What the task requires >>
The entries that follow should be written out exactly.
----------------------------------------
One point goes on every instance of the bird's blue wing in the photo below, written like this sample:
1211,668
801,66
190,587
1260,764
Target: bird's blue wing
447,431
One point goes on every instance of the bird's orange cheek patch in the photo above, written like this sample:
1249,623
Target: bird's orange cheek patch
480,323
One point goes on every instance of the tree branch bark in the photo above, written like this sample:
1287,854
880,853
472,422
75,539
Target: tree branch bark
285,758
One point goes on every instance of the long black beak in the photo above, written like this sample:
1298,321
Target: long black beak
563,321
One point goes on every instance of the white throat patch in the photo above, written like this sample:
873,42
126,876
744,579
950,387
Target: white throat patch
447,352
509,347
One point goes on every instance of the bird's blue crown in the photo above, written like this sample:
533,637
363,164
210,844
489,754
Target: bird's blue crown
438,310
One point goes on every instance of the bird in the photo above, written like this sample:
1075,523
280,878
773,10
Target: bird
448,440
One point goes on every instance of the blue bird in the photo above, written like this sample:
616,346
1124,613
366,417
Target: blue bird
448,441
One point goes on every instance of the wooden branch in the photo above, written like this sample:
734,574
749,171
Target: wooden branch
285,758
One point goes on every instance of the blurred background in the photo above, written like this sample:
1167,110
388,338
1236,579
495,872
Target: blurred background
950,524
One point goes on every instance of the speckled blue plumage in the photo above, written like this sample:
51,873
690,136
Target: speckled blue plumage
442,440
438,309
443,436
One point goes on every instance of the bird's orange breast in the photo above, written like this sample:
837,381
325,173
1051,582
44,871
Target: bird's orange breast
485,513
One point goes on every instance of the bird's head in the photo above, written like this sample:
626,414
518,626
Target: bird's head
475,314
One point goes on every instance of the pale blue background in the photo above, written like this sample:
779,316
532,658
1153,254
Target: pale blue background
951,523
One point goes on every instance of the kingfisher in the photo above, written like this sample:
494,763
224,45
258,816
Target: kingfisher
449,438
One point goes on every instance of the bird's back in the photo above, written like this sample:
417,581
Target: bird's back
----------------------------------------
Solution >>
One point goes on every instance of the bird's blue wing in the photo below, written like this sample:
1211,668
801,66
190,587
1260,764
Target: bird's blue wing
447,431
One point goes on every instance of the bird's orange cheek patch in the photo above, written like this sample:
1249,623
Target: bird's orange cheek patch
480,323
One point goes on every instance of the tree branch bark in the photo above, written like this sample:
1287,854
880,853
472,422
75,539
Target: tree branch bark
285,758
One point goes on every instance of the long black beak in the photo above, written like this sample:
1298,321
Target: long black beak
563,321
One point goes on every instance of the white throat patch in the photo above, written like this sample:
873,42
126,876
744,579
950,387
Target: white throat patch
447,352
509,347
One point goes on every instance of the bird's blue crown in the photo above, written like this sample:
533,637
363,164
210,844
489,754
Target: bird's blue crown
438,310
One point goes on every instance of the bird in the photo above, written like this sample:
1075,523
280,878
773,10
Target: bird
448,440
One point goes on every instance of the blue bird in the photo above, written like this sample:
616,346
1124,613
366,417
Target: blue bird
448,441
One point goes on every instance of the wooden branch in the photo above, written like this sample:
734,574
749,171
Target: wooden branch
285,758
One point goes on every instance of the blurred background in the photo above, written like this sample:
1167,110
388,338
1236,579
495,872
Target: blurred background
950,524
One point goes on every instance of the speckled blue plumage in the photo above, written like this sample:
51,873
690,136
Target: speckled blue plumage
442,440
438,309
443,436
One point goes on every instance of the bird's orange breast in the photo above, written like this sample:
837,381
325,173
1051,582
44,871
Target: bird's orange breast
485,513
One point goes on every instance of the bird's head in the photo above, written like this sample:
626,414
518,626
Target: bird's head
475,314
One point goes on every instance of the pale blue background in the photo above, written like this sample:
779,316
532,658
1153,254
Target: pale blue background
951,523
One point goes on every instance of the kingfisher in the photo above, written like this sample:
494,763
224,45
258,816
Target: kingfisher
449,438
One point goes on every instance of the bird's back in the photo above, written like this sample:
417,581
Target: bird's back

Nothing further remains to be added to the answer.